## What the task requires
Return, exactly, the line that contains "task | place a point on the shirt pocket, one" together with all lines after it to the end of the entries, and no further lines.

## Entries shown

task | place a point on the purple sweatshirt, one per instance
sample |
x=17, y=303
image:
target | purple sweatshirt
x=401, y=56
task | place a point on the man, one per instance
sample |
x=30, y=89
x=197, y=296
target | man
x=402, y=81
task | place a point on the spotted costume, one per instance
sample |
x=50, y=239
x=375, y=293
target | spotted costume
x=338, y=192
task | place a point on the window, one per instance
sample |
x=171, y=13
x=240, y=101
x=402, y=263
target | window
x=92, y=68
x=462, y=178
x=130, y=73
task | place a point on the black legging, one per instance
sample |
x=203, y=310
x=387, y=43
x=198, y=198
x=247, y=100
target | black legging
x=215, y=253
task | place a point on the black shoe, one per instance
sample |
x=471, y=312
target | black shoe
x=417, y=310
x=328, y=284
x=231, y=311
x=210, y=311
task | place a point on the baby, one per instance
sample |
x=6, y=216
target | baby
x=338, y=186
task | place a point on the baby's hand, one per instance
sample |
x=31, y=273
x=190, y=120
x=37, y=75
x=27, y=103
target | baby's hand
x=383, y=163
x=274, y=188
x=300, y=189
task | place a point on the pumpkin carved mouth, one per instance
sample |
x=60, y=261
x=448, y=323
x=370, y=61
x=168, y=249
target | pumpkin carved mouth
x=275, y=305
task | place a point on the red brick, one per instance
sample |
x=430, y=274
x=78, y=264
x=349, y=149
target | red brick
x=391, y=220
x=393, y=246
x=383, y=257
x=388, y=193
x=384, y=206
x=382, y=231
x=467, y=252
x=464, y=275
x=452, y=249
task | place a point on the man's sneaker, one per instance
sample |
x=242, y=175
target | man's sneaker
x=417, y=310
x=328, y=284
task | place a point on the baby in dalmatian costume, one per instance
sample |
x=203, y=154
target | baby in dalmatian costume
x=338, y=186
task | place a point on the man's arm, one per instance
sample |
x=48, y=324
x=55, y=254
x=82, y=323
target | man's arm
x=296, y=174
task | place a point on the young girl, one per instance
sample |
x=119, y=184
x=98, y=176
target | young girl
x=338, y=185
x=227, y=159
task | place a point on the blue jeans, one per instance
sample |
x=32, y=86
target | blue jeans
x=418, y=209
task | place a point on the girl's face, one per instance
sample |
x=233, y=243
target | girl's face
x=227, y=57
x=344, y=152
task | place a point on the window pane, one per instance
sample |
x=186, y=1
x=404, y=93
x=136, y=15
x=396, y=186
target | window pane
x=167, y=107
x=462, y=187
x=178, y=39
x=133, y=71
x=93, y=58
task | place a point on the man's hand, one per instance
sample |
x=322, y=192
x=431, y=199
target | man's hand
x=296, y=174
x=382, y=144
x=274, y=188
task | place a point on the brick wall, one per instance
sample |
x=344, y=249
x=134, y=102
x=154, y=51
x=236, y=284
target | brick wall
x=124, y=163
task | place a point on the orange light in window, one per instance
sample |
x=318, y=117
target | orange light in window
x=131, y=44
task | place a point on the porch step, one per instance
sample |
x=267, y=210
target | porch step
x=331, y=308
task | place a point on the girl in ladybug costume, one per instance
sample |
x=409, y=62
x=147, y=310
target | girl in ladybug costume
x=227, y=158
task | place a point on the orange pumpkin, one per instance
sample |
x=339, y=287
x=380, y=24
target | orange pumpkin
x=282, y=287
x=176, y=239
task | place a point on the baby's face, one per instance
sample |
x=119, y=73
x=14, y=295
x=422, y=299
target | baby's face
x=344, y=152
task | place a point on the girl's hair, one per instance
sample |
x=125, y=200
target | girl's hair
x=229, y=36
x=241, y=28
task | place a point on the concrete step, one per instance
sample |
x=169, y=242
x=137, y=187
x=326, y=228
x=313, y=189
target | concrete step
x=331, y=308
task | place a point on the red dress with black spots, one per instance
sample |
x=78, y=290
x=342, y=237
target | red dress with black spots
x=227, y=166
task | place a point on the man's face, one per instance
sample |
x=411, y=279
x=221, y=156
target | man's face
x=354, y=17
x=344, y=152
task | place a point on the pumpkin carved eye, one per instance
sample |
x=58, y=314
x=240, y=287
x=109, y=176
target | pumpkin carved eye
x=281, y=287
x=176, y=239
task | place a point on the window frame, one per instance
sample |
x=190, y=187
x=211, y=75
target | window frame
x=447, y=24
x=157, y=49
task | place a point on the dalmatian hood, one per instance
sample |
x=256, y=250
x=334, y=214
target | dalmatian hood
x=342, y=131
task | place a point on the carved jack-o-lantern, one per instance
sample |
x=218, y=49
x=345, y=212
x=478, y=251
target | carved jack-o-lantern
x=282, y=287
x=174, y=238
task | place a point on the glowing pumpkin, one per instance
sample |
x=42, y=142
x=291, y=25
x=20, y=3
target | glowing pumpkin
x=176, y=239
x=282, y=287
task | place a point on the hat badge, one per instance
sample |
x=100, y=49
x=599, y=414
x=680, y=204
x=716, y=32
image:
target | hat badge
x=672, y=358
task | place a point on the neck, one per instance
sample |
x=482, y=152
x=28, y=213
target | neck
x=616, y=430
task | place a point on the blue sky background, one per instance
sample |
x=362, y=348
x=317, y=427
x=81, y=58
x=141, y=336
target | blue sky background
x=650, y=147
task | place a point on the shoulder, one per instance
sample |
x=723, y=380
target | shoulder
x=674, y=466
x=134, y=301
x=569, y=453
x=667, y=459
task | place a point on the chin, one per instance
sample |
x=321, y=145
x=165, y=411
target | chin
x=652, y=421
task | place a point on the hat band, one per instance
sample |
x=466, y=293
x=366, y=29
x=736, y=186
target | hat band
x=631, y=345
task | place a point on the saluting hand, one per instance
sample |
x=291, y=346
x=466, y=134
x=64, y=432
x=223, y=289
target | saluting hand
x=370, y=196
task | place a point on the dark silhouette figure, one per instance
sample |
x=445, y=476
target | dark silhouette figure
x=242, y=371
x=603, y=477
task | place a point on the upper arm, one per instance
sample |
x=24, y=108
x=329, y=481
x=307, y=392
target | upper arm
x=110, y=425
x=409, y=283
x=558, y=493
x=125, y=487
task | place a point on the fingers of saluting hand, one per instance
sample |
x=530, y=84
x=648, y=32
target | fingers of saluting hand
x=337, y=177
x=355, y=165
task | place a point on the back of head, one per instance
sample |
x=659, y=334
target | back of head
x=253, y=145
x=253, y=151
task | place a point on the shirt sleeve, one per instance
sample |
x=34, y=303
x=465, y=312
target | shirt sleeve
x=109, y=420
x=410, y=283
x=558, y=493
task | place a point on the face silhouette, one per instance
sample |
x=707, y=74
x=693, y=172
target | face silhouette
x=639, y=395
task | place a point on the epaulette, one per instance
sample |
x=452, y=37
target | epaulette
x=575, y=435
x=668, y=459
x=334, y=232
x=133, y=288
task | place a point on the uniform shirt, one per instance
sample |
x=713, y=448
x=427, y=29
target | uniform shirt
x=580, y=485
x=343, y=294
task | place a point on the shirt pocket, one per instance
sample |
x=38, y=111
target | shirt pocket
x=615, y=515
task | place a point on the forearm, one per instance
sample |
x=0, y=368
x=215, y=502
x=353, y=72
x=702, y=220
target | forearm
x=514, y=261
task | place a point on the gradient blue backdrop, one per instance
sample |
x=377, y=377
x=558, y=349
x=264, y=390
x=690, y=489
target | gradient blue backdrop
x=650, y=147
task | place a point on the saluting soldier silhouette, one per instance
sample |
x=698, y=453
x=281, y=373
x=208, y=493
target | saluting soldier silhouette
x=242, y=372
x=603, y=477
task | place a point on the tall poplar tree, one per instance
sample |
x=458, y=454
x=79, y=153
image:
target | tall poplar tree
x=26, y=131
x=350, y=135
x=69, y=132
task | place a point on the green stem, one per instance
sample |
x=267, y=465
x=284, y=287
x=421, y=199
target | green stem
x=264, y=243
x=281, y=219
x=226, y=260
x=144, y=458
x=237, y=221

## Answer to this exercise
task | place a point on the shirt pocket, one per instance
sample |
x=38, y=111
target | shirt pocket
x=615, y=515
task | place a point on the forearm, one per instance
sample |
x=0, y=368
x=215, y=502
x=353, y=72
x=702, y=220
target | forearm
x=514, y=261
task | place a point on the gradient blue backdrop, one per instance
sample |
x=377, y=377
x=558, y=349
x=264, y=390
x=690, y=489
target | gradient blue backdrop
x=650, y=147
task | place a point on the saluting soldier silhouette, one per instance
sample |
x=698, y=453
x=281, y=373
x=208, y=493
target | saluting soldier silhouette
x=242, y=372
x=603, y=477
task | place a point on the tall poplar tree, one per instance
sample |
x=458, y=454
x=79, y=153
image:
target | tall poplar tree
x=26, y=131
x=350, y=135
x=69, y=132
task | place a point on the green stem, one per instance
sample |
x=267, y=465
x=284, y=287
x=421, y=199
target | green stem
x=264, y=243
x=281, y=219
x=226, y=260
x=144, y=458
x=237, y=221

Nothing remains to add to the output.